April 15th
I realize it’s been a while. Didn’t have much time to write
with 5 weeks of traveling.
And 2 weeks of being lazy..
During the month of March, I made a trip back to the states.
Starting a few months before my vacation, I had the same
thought over and over – how exactly is this going to go?
9 months in Africa with the majority of my time being spent
in a small village.
First stop on my agenda – New York City. Never having been.
I prepared myself for a total meltdown.
There were a couple of those:
Buying boots at a store in New York just off the plane. The
ceiling was a mirror and I couldn’t find a single salesperson to help me. I
just needed to know where I could find socks!
Having my hair straightened. After having arguably no hair
for a year, a boys hair cut for a year, and now this tangled mop from Peace
Corps, straight, shoulder-length hair for the first time in 3 years made me
feel like I had had a head transplant.
Having the same conversation about Africa 10 times. With a
band playing outside and a loonng line in a crowded bar. (not that I didn’t
love sharing with people who were genuinely interested in my experience. Just
without a lot of pauses for breath it got a bit overwhelming..)
But other than those few moments when I was unable to cope
with my stress, being home went surprisingly well. I conquered the New York
subway – only taking the wrong train once. Got to see my wonderful family and
spend time with so many great friends. They had lots to update me on.. I ate a
TON of good food. Drank some good beer. Played with our now HUGE dog – he was a
puppy when I left. Didn’t fall down in heels at my cousins wedding. And even got
to do a couple publicity gigs in my hometown.
I won’t give you a play by play of all my activities because
well.. they weren’t really abnormal for anyone but me. You’d probably get the
impression that I was writing about your daily routine..
However, there were a few major conclusions I made at home
that were directly influenced by my 10
months in Africa:
1. Talking to strangers is weird.

__Listed records__.
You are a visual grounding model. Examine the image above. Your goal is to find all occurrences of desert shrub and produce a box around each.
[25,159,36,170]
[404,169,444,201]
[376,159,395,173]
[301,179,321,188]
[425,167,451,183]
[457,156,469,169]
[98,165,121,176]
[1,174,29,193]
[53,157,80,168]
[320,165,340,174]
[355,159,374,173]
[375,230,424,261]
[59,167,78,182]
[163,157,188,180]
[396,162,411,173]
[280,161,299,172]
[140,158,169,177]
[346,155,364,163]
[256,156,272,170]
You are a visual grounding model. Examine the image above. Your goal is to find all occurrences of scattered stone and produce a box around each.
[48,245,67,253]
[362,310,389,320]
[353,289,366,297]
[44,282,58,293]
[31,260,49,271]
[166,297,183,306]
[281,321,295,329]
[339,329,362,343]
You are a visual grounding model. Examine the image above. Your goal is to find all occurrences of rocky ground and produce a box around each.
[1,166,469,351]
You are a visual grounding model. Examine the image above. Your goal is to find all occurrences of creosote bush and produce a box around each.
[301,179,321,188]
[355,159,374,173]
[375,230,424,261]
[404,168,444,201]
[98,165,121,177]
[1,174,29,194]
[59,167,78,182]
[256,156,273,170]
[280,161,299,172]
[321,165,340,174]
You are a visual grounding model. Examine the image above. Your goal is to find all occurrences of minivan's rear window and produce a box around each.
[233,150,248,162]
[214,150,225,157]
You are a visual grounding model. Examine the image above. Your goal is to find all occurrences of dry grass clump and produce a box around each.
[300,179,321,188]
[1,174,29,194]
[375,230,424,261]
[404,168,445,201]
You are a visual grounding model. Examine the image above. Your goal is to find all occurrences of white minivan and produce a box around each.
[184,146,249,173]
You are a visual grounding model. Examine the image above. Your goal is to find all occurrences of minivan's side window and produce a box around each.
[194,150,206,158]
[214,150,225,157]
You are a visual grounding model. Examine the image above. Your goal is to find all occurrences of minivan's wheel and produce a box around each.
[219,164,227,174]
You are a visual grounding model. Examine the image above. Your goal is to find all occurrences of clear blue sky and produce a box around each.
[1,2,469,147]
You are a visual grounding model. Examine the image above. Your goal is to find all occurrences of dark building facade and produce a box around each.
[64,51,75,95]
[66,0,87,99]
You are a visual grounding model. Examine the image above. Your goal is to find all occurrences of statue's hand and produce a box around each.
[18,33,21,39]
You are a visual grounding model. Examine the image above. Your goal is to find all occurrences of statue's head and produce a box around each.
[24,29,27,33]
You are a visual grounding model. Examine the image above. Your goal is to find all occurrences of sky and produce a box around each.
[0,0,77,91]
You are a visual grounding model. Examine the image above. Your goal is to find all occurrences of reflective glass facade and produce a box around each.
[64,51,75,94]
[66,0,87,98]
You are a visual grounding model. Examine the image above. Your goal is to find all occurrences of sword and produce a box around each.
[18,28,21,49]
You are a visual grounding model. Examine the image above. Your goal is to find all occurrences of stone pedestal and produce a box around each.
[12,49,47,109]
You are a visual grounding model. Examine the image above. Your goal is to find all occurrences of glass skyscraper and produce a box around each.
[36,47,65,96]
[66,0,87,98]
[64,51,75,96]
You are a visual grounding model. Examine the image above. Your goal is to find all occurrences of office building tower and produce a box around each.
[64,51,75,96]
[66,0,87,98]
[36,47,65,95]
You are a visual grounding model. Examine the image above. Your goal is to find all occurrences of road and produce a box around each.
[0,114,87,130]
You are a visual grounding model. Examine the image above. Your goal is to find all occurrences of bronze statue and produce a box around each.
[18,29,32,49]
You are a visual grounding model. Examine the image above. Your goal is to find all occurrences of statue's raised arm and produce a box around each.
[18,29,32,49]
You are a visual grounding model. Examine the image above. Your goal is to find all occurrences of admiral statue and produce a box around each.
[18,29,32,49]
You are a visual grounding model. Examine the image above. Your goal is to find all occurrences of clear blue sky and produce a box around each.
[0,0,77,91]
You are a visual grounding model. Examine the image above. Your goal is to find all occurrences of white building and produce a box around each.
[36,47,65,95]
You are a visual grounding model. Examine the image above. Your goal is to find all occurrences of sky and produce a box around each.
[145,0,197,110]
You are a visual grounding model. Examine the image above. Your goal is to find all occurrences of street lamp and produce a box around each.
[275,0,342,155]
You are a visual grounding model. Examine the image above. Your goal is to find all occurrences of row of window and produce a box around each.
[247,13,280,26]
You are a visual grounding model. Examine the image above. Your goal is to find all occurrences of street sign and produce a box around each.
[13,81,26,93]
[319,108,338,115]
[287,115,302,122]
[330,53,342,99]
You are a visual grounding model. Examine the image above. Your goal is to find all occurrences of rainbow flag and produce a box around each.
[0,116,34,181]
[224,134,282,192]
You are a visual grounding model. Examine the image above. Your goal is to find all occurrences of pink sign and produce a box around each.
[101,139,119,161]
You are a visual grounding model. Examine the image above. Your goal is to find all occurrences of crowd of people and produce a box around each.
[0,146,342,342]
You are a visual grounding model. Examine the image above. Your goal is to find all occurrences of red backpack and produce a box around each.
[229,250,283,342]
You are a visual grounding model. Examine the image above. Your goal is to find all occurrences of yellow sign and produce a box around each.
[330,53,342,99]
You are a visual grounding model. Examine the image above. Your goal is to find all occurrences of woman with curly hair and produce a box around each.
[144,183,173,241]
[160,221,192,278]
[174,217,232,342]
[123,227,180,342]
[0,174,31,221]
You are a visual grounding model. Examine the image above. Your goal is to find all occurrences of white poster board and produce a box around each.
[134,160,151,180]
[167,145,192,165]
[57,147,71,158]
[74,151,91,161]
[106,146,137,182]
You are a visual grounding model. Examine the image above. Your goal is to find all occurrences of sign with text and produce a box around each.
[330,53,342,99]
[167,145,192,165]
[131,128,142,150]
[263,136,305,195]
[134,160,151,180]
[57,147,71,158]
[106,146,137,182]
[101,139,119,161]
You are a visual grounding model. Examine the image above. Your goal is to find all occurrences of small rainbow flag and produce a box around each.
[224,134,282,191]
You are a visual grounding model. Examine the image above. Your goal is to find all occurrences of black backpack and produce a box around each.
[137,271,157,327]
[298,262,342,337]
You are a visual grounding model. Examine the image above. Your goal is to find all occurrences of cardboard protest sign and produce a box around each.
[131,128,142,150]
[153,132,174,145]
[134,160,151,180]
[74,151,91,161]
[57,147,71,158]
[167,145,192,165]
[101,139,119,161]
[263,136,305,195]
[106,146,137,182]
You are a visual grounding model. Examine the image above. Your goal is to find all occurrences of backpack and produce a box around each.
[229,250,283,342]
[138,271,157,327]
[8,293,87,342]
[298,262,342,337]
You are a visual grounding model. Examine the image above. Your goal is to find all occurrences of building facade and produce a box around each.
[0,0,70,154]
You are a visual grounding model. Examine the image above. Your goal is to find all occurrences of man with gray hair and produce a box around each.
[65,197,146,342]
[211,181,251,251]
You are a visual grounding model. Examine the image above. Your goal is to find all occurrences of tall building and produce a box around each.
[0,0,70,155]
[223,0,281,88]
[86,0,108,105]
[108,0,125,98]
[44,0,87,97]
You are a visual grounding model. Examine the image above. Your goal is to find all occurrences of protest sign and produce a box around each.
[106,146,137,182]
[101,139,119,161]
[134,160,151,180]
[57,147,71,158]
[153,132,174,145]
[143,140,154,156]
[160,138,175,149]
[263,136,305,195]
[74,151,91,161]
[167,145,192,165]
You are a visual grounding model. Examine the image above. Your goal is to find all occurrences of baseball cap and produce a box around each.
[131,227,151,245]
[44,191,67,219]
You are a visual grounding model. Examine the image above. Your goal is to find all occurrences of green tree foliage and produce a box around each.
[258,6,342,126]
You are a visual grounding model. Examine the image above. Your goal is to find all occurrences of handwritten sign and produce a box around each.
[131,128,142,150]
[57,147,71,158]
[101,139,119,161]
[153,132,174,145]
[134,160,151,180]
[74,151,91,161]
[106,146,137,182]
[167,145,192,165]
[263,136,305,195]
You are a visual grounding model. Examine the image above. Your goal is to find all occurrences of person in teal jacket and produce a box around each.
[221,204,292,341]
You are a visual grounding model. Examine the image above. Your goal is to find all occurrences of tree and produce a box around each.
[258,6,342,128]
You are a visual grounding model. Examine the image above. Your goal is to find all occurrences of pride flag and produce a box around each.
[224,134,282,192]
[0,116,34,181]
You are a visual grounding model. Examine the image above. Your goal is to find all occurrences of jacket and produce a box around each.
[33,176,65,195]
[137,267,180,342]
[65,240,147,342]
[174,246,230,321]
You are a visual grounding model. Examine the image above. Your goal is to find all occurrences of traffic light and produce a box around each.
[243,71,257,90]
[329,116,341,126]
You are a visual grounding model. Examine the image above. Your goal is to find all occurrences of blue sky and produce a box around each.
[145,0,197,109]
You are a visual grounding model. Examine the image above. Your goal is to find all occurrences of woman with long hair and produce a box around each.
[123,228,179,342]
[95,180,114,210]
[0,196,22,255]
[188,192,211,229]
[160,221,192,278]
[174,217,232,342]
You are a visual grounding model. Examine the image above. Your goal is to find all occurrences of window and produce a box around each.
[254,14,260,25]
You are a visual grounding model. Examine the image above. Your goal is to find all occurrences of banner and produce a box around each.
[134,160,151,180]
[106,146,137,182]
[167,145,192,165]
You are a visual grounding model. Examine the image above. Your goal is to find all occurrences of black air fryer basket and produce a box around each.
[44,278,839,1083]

__Questions to answer__.
1. According to the journal entry about the trip home from Africa, how many times did the writer take the wrong train on the New York subway?
2. Resume the journal entry about the visit home from Africa, picking up after its final line.

__Numbered responses__.
1. Only once.

2.
In Africa, you say hi to everyone. Ask about their kids,
wife, job, health, if they woke up well that day, etc. Then you say you’ll see
each other soon and continue on your way. You take a walk 10 minutes up the
street and pass 10 people. You say hi to all 10 of those people.
Forgot it’s a bit different in other parts of the world..
Fresh off the plane, I make my way to the subway and find a
seat. Everyone had their eyes dead ahead, pretending not to notice anyone
around them. They’re prepared to just ride in silence from point A to point B.
Some may be distracted by a book or a conversation with a friend, but most
exist alone with their thoughts. Headed to Brooklyn, this guy hops on the train,
all dressed in black with thick rimmed glasses and a guitar. He pulls out his
instrument and gives a passionate performance of “There She Goes” by The
Las.
The whole time, I’m singing along in my head and thinking,
“God New York is awesome. 15 minutes and I’ve already seen live music on the
train. What else is in store?!“ After he wrapped up, he took a bow and hurried
off the next car. On his way, I touched his arm and told him he’d made my day.
I could tell I’d taken him buy surprise. He gave me an odd look, a quick
thanks, and rushed away. I turned to the guy next to me and said, “Hey, that
was pretty cool, huh?” Second odd look and a “Uhh yeah. I guess so.”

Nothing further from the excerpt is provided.